(Stored entries)

*** Block opens ***

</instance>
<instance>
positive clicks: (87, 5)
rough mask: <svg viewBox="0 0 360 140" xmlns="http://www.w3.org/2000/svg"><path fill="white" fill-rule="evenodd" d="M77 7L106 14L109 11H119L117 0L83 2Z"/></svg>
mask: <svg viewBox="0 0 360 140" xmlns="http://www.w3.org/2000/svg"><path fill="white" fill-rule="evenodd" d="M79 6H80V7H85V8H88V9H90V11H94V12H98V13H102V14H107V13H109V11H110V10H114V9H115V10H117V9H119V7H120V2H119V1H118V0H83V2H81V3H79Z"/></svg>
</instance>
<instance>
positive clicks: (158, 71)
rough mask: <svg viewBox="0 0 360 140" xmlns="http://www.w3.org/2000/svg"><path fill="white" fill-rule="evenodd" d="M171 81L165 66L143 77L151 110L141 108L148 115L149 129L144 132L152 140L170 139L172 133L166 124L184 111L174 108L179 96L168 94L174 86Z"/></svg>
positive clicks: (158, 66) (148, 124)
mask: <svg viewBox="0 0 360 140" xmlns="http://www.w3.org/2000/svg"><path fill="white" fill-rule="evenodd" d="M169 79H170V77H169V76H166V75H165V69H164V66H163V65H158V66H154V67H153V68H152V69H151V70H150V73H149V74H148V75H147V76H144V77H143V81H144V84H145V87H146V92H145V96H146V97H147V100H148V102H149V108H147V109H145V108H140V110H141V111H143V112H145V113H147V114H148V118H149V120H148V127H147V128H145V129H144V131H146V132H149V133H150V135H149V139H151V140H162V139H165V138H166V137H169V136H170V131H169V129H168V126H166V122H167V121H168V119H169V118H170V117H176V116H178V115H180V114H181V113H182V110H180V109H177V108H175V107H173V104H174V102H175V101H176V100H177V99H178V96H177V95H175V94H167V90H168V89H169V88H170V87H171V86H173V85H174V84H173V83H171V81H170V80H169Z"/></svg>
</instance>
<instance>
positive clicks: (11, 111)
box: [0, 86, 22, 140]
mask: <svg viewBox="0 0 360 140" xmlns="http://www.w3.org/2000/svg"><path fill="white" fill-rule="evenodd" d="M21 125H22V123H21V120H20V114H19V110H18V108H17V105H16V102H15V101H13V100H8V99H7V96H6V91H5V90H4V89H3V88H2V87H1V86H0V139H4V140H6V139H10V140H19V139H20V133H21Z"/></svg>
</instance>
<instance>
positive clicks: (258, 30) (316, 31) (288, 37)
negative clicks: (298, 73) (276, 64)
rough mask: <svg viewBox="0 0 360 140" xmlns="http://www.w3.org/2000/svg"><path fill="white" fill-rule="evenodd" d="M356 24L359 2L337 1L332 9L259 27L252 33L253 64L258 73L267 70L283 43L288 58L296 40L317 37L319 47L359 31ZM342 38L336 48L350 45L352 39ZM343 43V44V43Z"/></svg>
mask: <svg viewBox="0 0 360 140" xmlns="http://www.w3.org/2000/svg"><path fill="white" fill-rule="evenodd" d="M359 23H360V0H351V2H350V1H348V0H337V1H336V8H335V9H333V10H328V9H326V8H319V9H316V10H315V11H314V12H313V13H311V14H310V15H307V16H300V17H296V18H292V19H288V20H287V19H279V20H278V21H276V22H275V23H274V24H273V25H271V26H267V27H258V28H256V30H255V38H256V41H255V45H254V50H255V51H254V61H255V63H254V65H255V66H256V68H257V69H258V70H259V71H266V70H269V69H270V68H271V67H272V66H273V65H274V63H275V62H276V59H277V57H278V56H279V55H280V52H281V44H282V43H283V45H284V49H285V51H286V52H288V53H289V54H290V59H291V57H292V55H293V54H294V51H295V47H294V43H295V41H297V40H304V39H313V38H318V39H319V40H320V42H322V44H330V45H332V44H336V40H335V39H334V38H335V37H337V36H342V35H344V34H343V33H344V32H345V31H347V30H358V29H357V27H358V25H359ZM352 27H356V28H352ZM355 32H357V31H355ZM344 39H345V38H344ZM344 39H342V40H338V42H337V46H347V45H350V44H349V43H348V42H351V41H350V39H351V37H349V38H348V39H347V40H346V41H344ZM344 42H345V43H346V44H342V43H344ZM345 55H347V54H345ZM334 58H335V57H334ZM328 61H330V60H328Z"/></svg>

*** Block closes ***

--- Aim of the task ---
An exact copy of every record is needed, so retype them all.

--- Response below ---
</instance>
<instance>
positive clicks: (87, 5)
rough mask: <svg viewBox="0 0 360 140" xmlns="http://www.w3.org/2000/svg"><path fill="white" fill-rule="evenodd" d="M77 7L106 14L109 11H119L117 0L83 2Z"/></svg>
mask: <svg viewBox="0 0 360 140" xmlns="http://www.w3.org/2000/svg"><path fill="white" fill-rule="evenodd" d="M79 6H80V7H85V8H88V9H90V11H94V12H98V13H102V14H107V13H109V11H110V10H114V9H115V10H117V9H119V7H120V2H119V1H118V0H83V2H81V3H79Z"/></svg>
</instance>
<instance>
positive clicks: (158, 71)
rough mask: <svg viewBox="0 0 360 140" xmlns="http://www.w3.org/2000/svg"><path fill="white" fill-rule="evenodd" d="M171 81L165 66L143 77L151 110L141 108L148 115L149 129L144 132L152 140L170 139L172 133L166 124L184 111L174 108L179 96L168 94L174 86Z"/></svg>
positive clicks: (158, 66) (148, 124)
mask: <svg viewBox="0 0 360 140" xmlns="http://www.w3.org/2000/svg"><path fill="white" fill-rule="evenodd" d="M169 79H170V77H169V76H166V75H165V69H164V66H163V65H158V66H154V67H153V68H152V69H151V70H150V73H149V74H148V75H147V76H144V77H143V81H144V84H145V87H146V92H145V96H146V97H147V100H148V102H149V108H147V109H145V108H140V110H141V111H143V112H145V113H147V114H148V118H149V120H148V127H147V128H145V129H144V131H146V132H149V133H150V135H149V139H151V140H162V139H165V138H166V137H169V136H170V131H169V129H168V126H166V122H167V121H168V119H169V118H170V117H176V116H178V115H180V114H181V113H182V110H180V109H177V108H175V107H173V104H174V102H175V101H176V100H177V99H178V96H177V95H175V94H167V90H168V89H169V88H170V87H171V86H173V85H174V84H173V83H171V81H170V80H169Z"/></svg>
</instance>
<instance>
positive clicks: (11, 111)
box: [0, 86, 22, 140]
mask: <svg viewBox="0 0 360 140" xmlns="http://www.w3.org/2000/svg"><path fill="white" fill-rule="evenodd" d="M21 125H22V123H21V120H20V114H19V110H18V108H17V105H16V102H15V101H13V100H8V99H7V96H6V91H5V90H4V89H3V88H2V87H1V86H0V139H4V140H6V139H10V140H19V139H20V133H21Z"/></svg>
</instance>
<instance>
positive clicks: (258, 30) (316, 31) (288, 37)
negative clicks: (298, 73) (276, 64)
rough mask: <svg viewBox="0 0 360 140" xmlns="http://www.w3.org/2000/svg"><path fill="white" fill-rule="evenodd" d="M356 24L359 2L337 1L332 9L259 27L252 33L253 64L258 73L267 70L283 43L288 58L296 40L317 37L319 47L359 31ZM342 38L336 48L350 45L352 39ZM343 43V44V43Z"/></svg>
mask: <svg viewBox="0 0 360 140" xmlns="http://www.w3.org/2000/svg"><path fill="white" fill-rule="evenodd" d="M359 23H360V0H351V2H350V1H348V0H337V1H336V8H335V9H333V10H328V9H326V8H319V9H316V10H315V11H314V12H313V13H311V14H310V15H307V16H300V17H296V18H292V19H288V20H287V19H279V20H278V21H276V22H275V23H274V24H273V25H271V26H267V27H258V28H256V30H255V38H256V41H255V45H254V50H255V51H254V61H255V63H254V65H255V66H256V68H257V69H258V70H259V71H266V70H269V69H270V68H271V67H272V66H273V65H274V63H275V62H276V59H277V57H278V56H279V55H280V52H281V44H282V43H283V45H284V49H285V51H286V52H288V53H289V54H290V59H291V57H292V55H293V54H294V51H295V47H294V43H295V41H297V40H304V39H313V38H318V39H319V40H320V42H322V44H330V45H332V44H336V40H335V39H334V38H335V37H337V36H342V35H344V34H343V33H344V32H345V31H347V30H358V29H357V27H358V25H359ZM352 27H356V28H352ZM355 32H357V31H355ZM344 39H345V38H344ZM344 39H342V40H338V42H337V46H347V45H350V44H349V43H348V42H351V41H350V39H351V37H349V38H348V39H347V40H346V41H344ZM344 42H345V43H346V44H342V43H344ZM345 55H347V54H345ZM334 58H335V57H334ZM328 61H330V60H328Z"/></svg>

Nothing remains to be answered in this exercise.